> [À compléter]:
1 – Reproduisez à l'identique le passage du texte sur l'évitement scolaire qui commence aux mots « L’ évitement scolaire » et s'arrête après « et Miren Lafourcade. ».
2 – Poursuivez la rédaction du texte sur l'évitement scolaire à la suite de sa dernière phrase.

> [Extrait source]:
L’ évitement scolaire : un effet « boomerang » de la labélisation en politique de la ville ? IPP. Octobre 2024.
Note IPP n° 110, octobre 2024.
Par Manon Garrouste et Miren Lafourcade.
Résumé
En France, la politique de la ville cible les quartiers urbains confrontés à de très grandes difficultés sociales et économiques, d'abord qualifiés de « zones urbaines sensibles » puis, depuis 2014, de « quartiers prioritaires ». Ces quartiers bénéficient de subventions publiques visant à réduire la ségrégation urbaine et à améliorer les conditions de vie des habitants (logement, services publics, sécurité) et leurs opportunités socio-économiques (éducation, emploi).
Cette note étudie un revers de la politique de la ville encore peu documenté : la stigmatisation territoriale, qui est analysée ici sous le prisme de l’évitement scolaire des collèges publics situés dans les quartiers périmétrés par la politique. L’étude prend appui sur une réforme de la géographie prioritaire intervenue en 2014, qui a redessiné la carte des quartiers ciblés à l’aide d’un carroyage très fin du territoire et d’un seuil d’éligibilité fondé sur le revenu fiscal médian des résidents de chaque carreau. Sans que la carte scolaire ait été modifiée par la réforme, certains collèges sont ainsi « entrés » dans le périmètre de la politique, et d’autres en sont « sortis ». La comparaison des collèges des quartiers situés juste au-dessus et au-dessous du seuil d’éligibilité, avant et après la réforme, permet d’évaluer l’impact causal moyen de la labélisation du quartier en politique de la ville sur l’évitement scolaire.

[Extrait d'un jeu de données]
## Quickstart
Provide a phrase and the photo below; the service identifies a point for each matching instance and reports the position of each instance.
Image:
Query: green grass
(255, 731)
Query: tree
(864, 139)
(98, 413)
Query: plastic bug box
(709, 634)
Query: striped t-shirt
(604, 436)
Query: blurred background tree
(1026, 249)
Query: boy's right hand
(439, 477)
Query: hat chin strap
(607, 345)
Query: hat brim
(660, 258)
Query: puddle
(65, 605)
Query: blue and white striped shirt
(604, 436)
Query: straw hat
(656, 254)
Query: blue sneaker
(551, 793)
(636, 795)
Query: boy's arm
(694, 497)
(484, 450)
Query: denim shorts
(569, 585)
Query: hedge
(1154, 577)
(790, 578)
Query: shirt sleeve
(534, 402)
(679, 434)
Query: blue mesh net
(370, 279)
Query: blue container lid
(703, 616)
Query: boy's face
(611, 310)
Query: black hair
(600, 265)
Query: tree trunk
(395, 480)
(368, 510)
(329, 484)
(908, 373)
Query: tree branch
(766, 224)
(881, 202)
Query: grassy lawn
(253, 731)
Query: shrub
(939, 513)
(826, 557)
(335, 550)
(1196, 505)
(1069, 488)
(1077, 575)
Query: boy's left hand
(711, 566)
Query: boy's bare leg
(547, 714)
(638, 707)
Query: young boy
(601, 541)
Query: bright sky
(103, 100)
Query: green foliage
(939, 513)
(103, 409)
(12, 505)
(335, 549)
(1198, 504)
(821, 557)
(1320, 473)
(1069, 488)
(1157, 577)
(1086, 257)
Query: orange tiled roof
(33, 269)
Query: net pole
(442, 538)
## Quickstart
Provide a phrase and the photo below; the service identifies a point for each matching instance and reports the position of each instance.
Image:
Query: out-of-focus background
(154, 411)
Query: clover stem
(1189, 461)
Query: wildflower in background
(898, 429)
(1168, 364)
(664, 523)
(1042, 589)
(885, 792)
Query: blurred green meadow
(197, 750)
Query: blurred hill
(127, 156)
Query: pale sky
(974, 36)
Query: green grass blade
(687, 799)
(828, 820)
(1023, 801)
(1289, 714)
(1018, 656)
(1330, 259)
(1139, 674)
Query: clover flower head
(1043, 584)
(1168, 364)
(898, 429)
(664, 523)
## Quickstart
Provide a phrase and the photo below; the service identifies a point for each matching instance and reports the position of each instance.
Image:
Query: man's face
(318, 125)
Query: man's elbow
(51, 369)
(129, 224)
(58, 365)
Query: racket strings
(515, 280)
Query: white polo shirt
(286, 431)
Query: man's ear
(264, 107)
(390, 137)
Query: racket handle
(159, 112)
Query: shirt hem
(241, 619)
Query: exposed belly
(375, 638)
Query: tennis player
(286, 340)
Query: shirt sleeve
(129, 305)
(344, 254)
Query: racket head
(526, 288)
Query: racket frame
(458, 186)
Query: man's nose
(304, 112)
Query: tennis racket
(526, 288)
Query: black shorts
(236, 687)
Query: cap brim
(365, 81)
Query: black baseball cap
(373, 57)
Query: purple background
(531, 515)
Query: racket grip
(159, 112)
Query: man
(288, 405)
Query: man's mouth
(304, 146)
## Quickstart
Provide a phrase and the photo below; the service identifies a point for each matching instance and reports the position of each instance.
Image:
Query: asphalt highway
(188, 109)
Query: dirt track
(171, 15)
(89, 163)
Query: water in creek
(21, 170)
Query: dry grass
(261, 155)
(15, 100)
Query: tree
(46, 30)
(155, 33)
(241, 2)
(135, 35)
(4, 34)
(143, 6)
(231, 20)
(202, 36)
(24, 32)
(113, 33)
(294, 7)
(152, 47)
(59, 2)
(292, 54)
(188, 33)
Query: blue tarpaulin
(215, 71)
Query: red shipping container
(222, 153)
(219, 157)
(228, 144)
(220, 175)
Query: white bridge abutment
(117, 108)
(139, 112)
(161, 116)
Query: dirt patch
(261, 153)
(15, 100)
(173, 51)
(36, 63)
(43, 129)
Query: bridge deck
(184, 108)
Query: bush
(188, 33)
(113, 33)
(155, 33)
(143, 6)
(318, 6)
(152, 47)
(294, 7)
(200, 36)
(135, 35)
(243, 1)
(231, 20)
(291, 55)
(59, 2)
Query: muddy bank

> [Réponses attendues]:
1 –
L’ évitement scolaire : un effet « boomerang » de la labélisation en politique de la ville ? IPP. Octobre 2024.
Note IPP n° 110, octobre 2024.
Par Manon Garrouste et Miren Lafourcade.

2 –
Les collèges publics des quartiers entrés dans le périmètre la politique de la ville ont connu une hausse de l'évitement scolaire par rapport aux collèges des quartiers contrefactuels situés au-dessus du seuil d'éligibilité. À l'entrée en 6e , la proportion d'élèves scolarisés dans ces collèges a ainsi diminué de 3,5 points de pourcentage en moyenne, soit environ 6 élèves en moins relativement aux collèges contrefactuels. Cet évitement scolaire a été immédiat et a persisté jusqu'à cinq ans après la réforme de la géographie prioritaire. Il a concerné toutes les familles, mais les catégories socio-professionnelles plus modestes se sont davantage tournées vers les collèges publics et les catégories plus favorisées davantage vers les collèges privés.
Au vu de cet effet de renforcement de la ségrégation sociale scolaire, il semble essentiel d'interroger la pertinence des politiques « zonées ».
NB : Il est important de souligner que les autrices évaluent l'effet de la géographie prioritaire (c'est-à-dire l'entrée ou la sortie d'un quartier de la politique de la ville) et non celui de l'éducation prioritaire (c'est-à-dire l'entrée ou la sortie d'un établissement scolaire des Réseaux d'éducation prioritaire ou REP), cette dernière allouant des ressources supplémentaires aux établissements scolaires accueillant les élèves les plus défavorisés, et non aux quartiers englobants. La référence indiquée en bibliographie ci-dessous, elle, évalue en revanche les effets de l'éducation prioritaire.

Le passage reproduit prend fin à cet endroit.